OBJECTIVE: Extract verbatim the stretch of the instant-noodle drying text from "Method and device" through "in the retainer.".

PAGE:
Method and device for drying instant noodles

Abstract

An object of the present invention is to provide a method for drying non-fried noodles for obtaining non-fried noodles that are easily loosened without sticking of noodle strings and excellent in restorability. The present invention includes, as a step of drying non-fried noodles, a step of putting gelatinized noodle strings into a retainer, the retainer having one or more small holes in a bottom surface thereof so as to give a ratio of the total area of the small holes to the area of the bottom surface of the retainer of 30% or less, or having no small hole in the bottom surface, that is, the retainer having an aperture ratio of 0 to 30%, and blowing a high-speed air flow, preferably having a wind speed of 50 m/s or higher, from above the retainer toward the noodle strings in the retainer.

Claims

1. A method for drying instant noodles, comprising: putting gelatinized noodle strings into a retainer for drying instant noodles, the retainer having one or more small holes in a bottom surface thereof so as to give a ratio of a total area of the small holes to an area of the bottom surface of the retainer of 30% or less, or having no small hole in the bottom surface, blowing a high-speed air flow from above the retainer, and lifting the noodle strings from contact with the retainer by the high-speed air flow blown from above the retainer, wherein the high-speed air flow has a wind speed of 50 m/s or higher in terms of the speed to which the noodle strings in the retainer are exposed, and the noodle strings are dried with the high-speed air flow until the water content of the noodle strings is reduced to 30% or less.

DATA LINES:
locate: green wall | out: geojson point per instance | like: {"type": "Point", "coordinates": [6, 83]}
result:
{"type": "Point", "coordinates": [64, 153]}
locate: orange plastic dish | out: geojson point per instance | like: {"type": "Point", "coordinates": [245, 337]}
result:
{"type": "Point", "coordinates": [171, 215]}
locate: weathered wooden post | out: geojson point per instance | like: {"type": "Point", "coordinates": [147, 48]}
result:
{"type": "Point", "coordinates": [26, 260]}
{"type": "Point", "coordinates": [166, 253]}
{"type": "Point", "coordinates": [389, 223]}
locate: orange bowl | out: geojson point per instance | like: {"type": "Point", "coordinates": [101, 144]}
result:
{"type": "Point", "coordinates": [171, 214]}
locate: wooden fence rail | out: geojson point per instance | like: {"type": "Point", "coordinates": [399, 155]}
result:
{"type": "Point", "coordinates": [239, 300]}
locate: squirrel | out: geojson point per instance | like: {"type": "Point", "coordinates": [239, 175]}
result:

CORRECT OUTPUT:
Method and device for drying instant noodles

Abstract

An object of the present invention is to provide a method for drying non-fried noodles for obtaining non-fried noodles that are easily loosened without sticking of noodle strings and excellent in restorability. The present invention includes, as a step of drying non-fried noodles, a step of putting gelatinized noodle strings into a retainer, the retainer having one or more small holes in a bottom surface thereof so as to give a ratio of the total area of the small holes to the area of the bottom surface of the retainer of 30% or less, or having no small hole in the bottom surface, that is, the retainer having an aperture ratio of 0 to 30%, and blowing a high-speed air flow, preferably having a wind speed of 50 m/s or higher, from above the retainer toward the noodle strings in the retainer.